PAGE:
Sutter's Mill was a water-powered sawmill on the bank of the South Fork American River in the foothills of the Sierra Nevada mountains in California. It was named after its owner John Sutter. A worker constructing the mill, James W. Marshall, found gold there in 1848. This discovery set off the California Gold Rush (1848–1855), a major event in the history of the United States.

The mill was later reconstructed in the original design and today forms part of the Marshall Gold Discovery State Historic Park in Coloma, California. A meteorite fall in 2012 landed close to the mill; the recovered fragments were named the Sutter's Mill meteorite.

AIM 1:
Answer these questions using the Sutter's Mill passage:
(a) Which worker found gold at the mill, and in what year?
(b) The reconstructed mill now forms part of which park?
(c) What name was given to the fragments recovered from the 2012 meteorite fall?

INFORMATION SHOWN:
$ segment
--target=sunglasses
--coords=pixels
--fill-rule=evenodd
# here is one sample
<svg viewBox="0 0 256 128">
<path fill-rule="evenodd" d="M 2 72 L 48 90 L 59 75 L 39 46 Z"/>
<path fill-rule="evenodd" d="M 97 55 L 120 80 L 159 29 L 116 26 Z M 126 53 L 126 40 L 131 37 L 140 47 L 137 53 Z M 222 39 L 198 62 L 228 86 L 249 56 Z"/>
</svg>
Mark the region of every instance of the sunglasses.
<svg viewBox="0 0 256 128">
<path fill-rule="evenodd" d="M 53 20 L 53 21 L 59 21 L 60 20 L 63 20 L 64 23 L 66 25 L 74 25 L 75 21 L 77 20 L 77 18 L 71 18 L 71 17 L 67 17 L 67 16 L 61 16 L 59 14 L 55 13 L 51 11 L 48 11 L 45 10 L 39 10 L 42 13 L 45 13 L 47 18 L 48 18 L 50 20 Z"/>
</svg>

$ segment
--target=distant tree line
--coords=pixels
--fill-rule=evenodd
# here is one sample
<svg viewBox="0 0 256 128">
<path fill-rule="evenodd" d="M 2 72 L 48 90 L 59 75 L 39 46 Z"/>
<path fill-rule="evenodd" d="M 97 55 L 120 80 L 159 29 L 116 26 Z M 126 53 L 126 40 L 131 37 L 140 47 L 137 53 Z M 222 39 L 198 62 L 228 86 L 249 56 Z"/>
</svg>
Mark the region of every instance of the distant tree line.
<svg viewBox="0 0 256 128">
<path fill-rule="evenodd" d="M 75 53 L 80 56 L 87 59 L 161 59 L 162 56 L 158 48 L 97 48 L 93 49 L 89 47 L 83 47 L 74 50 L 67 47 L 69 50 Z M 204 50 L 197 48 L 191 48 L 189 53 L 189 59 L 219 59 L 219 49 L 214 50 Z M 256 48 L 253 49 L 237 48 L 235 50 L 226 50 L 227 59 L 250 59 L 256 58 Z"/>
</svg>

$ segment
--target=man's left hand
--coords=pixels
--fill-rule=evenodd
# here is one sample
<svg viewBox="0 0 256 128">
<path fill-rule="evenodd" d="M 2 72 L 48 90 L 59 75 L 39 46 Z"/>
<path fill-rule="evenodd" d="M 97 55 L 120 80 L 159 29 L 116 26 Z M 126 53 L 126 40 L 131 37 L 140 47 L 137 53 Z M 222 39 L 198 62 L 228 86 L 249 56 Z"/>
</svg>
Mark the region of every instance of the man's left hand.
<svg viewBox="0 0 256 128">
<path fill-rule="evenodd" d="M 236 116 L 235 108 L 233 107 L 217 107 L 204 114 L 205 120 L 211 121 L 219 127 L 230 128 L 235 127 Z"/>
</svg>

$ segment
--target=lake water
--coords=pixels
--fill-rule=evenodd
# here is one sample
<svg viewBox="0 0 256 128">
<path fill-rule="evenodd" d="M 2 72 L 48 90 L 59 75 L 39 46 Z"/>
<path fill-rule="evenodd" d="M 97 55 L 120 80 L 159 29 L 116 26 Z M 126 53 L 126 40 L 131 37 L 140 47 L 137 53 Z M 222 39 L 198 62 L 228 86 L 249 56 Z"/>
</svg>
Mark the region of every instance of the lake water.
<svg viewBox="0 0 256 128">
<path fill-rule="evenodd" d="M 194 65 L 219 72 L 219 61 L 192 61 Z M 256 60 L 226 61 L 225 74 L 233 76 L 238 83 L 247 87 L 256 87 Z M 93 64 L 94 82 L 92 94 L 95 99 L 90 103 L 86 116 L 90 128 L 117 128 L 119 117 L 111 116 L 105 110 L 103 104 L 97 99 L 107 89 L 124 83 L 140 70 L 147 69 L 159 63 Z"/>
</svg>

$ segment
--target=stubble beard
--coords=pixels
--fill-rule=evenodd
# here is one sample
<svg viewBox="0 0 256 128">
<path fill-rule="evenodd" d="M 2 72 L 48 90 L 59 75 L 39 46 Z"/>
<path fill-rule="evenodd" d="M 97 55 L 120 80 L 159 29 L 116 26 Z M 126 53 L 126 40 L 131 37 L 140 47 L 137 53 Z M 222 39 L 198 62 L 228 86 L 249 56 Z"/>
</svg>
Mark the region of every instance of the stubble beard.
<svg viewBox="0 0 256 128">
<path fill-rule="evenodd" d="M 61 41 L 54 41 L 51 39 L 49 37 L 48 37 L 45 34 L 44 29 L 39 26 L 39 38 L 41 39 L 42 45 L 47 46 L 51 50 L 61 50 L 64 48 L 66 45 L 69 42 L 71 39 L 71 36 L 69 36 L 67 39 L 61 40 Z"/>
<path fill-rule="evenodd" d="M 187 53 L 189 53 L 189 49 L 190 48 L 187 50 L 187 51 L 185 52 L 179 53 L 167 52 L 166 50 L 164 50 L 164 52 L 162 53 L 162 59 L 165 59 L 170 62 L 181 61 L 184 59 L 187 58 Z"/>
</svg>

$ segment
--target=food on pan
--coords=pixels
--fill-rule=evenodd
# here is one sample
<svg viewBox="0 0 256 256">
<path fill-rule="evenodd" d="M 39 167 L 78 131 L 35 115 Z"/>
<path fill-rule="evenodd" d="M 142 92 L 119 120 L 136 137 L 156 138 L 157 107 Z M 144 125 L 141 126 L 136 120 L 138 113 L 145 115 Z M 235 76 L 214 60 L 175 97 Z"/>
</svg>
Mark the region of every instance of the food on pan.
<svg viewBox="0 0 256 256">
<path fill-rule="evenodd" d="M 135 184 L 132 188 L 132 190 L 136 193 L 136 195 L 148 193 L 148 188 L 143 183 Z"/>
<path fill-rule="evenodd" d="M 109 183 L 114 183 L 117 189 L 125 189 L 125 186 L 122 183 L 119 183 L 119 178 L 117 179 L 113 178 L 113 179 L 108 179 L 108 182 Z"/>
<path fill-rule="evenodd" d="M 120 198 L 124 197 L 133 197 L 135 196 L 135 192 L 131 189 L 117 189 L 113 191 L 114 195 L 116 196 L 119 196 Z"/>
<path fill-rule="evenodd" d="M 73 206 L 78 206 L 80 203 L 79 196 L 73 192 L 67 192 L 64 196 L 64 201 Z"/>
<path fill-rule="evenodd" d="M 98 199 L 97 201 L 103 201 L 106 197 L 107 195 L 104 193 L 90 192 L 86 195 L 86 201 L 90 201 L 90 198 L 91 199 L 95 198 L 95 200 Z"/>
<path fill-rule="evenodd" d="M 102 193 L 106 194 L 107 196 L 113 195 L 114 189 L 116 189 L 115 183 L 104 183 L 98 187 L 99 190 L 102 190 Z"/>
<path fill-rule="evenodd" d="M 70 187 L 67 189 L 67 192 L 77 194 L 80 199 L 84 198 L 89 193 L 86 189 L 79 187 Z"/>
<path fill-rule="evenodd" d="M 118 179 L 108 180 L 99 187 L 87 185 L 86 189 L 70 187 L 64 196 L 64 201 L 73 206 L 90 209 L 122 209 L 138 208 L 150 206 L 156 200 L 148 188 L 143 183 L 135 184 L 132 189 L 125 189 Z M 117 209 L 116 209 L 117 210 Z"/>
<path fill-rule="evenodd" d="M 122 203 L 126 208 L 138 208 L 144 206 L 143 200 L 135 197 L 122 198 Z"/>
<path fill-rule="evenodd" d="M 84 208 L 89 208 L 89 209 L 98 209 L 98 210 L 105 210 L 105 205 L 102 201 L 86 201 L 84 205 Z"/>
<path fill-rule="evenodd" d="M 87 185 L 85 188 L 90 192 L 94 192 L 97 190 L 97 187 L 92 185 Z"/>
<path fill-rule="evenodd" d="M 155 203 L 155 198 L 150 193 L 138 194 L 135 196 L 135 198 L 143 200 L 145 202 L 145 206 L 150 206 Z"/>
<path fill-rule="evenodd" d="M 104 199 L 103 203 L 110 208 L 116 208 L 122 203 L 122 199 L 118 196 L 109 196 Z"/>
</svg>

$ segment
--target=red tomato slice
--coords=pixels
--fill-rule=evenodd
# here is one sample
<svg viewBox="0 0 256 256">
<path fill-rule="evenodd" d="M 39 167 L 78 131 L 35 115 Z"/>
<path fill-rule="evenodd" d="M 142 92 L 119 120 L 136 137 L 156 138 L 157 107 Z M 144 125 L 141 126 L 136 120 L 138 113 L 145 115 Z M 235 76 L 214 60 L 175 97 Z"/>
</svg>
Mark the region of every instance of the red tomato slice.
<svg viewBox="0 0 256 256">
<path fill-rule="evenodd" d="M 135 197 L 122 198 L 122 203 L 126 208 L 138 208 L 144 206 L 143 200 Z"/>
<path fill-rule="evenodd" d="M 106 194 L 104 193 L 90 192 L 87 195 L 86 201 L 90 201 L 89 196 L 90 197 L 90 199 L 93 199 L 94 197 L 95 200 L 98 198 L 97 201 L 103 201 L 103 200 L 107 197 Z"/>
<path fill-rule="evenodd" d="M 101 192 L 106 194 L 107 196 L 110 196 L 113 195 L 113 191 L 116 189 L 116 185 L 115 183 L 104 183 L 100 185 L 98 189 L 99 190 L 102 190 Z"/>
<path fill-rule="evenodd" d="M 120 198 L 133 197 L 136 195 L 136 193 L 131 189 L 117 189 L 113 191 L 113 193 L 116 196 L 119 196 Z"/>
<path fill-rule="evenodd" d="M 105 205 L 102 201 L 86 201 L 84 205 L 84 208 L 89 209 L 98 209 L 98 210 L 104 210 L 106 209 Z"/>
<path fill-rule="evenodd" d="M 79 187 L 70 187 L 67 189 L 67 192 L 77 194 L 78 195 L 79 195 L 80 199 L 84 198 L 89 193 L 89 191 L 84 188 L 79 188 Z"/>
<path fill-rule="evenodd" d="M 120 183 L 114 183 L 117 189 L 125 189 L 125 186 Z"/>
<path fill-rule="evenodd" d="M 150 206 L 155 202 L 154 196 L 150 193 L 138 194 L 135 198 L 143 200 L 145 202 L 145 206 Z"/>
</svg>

AIM 2: Filter the listing above, copying every line that contains the string "stubble".

FINISHED ANSWER 1:
(a) James W. Marshall, in 1848.
(b) The Marshall Gold Discovery State Historic Park in Coloma, California.
(c) The Sutter's Mill meteorite.

FINISHED ANSWER 2:
--target=stubble beard
Mark the region of every instance of the stubble beard.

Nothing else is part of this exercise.